━━ Provided records ━━
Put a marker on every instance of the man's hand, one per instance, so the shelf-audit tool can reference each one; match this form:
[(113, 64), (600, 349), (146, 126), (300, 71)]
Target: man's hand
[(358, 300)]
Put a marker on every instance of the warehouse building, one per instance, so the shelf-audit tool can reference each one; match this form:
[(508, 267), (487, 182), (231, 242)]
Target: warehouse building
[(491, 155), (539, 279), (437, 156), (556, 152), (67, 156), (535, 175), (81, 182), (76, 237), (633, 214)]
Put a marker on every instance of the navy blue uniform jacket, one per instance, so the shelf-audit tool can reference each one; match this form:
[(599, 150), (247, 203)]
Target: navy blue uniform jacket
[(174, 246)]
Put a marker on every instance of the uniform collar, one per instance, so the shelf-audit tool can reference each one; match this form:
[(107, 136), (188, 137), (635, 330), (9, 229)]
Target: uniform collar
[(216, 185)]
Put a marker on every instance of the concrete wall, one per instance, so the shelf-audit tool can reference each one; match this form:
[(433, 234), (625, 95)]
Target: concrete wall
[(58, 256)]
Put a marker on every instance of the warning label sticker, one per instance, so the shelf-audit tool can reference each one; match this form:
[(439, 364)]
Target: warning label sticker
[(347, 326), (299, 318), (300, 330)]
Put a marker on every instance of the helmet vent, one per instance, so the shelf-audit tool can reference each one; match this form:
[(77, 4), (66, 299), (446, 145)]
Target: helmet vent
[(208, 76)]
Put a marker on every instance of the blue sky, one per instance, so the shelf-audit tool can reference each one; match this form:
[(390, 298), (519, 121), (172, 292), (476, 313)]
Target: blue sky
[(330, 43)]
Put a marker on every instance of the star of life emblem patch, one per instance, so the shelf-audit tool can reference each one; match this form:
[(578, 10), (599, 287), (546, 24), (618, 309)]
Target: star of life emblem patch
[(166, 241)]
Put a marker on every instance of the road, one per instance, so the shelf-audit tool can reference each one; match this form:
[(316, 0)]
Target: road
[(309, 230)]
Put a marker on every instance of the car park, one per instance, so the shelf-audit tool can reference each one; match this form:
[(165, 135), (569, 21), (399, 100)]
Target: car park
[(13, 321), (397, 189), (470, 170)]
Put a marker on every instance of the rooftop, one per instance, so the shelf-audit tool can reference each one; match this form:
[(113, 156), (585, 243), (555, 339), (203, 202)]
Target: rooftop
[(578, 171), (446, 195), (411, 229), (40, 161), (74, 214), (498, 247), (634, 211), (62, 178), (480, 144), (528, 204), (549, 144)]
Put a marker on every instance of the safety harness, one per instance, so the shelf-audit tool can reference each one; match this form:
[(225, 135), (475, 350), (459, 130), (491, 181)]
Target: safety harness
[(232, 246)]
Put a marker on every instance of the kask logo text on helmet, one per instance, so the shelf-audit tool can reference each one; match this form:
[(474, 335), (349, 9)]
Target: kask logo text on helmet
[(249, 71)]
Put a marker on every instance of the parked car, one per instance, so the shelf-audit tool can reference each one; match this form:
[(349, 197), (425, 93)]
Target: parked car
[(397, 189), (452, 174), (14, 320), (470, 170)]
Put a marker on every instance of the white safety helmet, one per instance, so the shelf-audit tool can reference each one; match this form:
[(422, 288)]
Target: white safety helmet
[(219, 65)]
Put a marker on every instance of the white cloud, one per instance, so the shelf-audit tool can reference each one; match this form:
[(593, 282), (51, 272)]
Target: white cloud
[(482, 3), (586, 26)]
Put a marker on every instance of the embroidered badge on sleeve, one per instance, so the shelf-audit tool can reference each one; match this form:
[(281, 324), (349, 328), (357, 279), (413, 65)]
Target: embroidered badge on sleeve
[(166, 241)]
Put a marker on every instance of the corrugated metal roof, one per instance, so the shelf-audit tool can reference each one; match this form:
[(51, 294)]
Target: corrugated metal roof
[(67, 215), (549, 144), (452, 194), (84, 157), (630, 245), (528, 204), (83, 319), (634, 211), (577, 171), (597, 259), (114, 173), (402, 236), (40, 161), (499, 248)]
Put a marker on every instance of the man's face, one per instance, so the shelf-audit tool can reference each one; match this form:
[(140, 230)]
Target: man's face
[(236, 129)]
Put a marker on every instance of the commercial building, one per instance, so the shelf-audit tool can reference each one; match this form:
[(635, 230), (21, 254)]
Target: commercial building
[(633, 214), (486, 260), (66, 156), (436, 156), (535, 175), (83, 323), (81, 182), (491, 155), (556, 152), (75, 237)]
━━━
━━ Provided records ━━
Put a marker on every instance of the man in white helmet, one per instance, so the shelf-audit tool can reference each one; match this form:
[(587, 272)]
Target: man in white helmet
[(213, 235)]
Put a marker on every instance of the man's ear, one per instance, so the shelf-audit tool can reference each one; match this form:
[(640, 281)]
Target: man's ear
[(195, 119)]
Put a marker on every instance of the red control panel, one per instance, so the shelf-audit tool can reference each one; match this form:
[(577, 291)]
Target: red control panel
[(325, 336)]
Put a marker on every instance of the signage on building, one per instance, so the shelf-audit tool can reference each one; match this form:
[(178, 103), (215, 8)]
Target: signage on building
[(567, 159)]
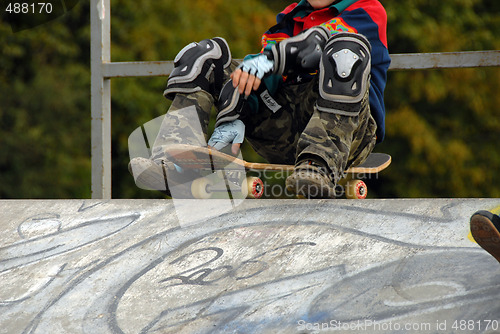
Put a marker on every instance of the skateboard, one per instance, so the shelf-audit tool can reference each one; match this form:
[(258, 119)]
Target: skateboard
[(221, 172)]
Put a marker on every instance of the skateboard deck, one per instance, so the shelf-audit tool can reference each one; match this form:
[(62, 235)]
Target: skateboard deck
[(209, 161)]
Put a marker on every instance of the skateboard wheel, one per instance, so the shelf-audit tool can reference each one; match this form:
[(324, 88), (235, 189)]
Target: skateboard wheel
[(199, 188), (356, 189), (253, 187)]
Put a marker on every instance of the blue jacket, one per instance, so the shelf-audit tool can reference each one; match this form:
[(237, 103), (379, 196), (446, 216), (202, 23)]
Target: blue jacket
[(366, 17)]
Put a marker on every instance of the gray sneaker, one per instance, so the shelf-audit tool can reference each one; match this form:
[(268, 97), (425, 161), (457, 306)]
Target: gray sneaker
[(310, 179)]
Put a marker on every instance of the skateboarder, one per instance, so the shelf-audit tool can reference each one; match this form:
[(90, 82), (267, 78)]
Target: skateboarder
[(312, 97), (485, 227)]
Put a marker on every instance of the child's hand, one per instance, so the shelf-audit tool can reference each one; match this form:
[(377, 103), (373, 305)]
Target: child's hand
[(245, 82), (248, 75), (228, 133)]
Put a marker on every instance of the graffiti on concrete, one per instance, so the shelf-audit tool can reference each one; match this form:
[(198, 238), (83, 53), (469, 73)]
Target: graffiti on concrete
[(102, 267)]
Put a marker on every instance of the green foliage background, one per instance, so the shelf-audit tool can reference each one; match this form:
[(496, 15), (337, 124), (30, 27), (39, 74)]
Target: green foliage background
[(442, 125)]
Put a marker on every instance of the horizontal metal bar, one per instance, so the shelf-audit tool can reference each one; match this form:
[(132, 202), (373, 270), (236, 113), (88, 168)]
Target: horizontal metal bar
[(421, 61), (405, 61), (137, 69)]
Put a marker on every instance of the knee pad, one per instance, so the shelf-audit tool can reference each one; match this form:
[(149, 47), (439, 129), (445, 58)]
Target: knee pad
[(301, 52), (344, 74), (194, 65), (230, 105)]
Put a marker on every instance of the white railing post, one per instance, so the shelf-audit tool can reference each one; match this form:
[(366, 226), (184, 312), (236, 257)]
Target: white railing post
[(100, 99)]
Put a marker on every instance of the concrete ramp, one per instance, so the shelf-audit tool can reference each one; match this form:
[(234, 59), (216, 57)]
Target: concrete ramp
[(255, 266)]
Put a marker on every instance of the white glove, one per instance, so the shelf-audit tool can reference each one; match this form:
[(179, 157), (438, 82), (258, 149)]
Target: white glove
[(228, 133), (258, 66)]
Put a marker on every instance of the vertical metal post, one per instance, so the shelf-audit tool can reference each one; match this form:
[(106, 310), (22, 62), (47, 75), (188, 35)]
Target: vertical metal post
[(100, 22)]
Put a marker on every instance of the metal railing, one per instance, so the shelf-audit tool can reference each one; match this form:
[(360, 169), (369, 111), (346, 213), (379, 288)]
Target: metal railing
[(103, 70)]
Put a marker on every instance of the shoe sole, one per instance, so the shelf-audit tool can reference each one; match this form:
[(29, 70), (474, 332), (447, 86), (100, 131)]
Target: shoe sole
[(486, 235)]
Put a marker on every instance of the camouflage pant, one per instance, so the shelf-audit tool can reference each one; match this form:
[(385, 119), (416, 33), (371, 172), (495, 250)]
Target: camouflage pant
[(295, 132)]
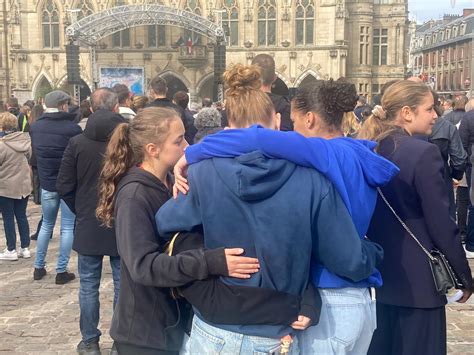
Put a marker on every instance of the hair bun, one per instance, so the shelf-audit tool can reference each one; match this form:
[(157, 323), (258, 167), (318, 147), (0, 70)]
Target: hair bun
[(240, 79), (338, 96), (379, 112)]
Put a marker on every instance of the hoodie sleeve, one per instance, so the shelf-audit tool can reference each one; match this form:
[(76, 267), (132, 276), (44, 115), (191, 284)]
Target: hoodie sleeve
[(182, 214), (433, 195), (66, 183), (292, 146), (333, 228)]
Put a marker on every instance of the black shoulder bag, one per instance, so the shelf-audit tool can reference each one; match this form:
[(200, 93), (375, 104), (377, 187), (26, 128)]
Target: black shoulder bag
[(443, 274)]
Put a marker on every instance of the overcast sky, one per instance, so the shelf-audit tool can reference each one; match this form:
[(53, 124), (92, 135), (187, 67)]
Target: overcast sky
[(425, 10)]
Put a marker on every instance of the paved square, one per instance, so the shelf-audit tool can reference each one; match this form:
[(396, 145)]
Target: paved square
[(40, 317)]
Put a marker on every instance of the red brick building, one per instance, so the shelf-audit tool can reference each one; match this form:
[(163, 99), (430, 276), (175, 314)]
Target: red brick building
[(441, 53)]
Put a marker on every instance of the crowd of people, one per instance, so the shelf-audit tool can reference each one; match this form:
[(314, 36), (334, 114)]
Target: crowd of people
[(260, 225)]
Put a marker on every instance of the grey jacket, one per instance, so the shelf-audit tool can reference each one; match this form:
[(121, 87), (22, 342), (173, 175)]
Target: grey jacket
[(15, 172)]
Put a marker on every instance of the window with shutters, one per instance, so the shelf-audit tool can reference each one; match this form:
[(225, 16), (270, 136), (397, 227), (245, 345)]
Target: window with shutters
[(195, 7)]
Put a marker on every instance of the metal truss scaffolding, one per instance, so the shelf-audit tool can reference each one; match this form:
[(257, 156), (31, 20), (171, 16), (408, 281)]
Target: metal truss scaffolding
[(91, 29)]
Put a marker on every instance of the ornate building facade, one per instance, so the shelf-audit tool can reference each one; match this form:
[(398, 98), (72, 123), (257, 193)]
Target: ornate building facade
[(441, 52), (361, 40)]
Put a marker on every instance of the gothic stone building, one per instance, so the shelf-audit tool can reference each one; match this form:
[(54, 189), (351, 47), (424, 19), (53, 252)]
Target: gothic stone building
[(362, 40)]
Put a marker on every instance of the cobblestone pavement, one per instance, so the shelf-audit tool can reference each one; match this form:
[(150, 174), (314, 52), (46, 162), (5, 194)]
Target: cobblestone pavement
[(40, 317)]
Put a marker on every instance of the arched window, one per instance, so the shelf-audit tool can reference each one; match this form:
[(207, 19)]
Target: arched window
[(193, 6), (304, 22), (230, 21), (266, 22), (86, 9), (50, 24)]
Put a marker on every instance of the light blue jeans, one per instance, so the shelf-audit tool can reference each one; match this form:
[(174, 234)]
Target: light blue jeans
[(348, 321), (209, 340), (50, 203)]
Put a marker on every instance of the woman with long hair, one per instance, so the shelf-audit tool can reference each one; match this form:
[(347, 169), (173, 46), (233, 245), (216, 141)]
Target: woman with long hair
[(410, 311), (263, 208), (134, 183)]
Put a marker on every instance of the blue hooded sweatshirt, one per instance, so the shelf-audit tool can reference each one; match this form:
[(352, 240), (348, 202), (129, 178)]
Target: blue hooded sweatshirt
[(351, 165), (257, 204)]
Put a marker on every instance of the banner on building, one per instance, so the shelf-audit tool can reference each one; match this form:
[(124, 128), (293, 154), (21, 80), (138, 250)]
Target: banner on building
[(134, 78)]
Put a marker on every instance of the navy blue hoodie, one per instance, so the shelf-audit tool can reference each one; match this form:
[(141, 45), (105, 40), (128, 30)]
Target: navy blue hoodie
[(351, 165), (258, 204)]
━━━
Exercise aim — Only the lines above from the one with "Put a marker on every instance of the man's hand, one" up to and including the one with "[(508, 267), (487, 182), (231, 242)]" should be repeated, exactly as written.

Final answer —
Put a marker on every instance of the man's hand, one per instance, so the shelf-audit tool can reference each one; match this form:
[(113, 64), (600, 349), (146, 126), (300, 71)]
Target: man's hand
[(358, 300)]
Put a marker on every instance of the warehouse building, one per instance, so the shelf-audit tool can reference each one; match this form:
[(508, 267), (487, 182), (231, 242)]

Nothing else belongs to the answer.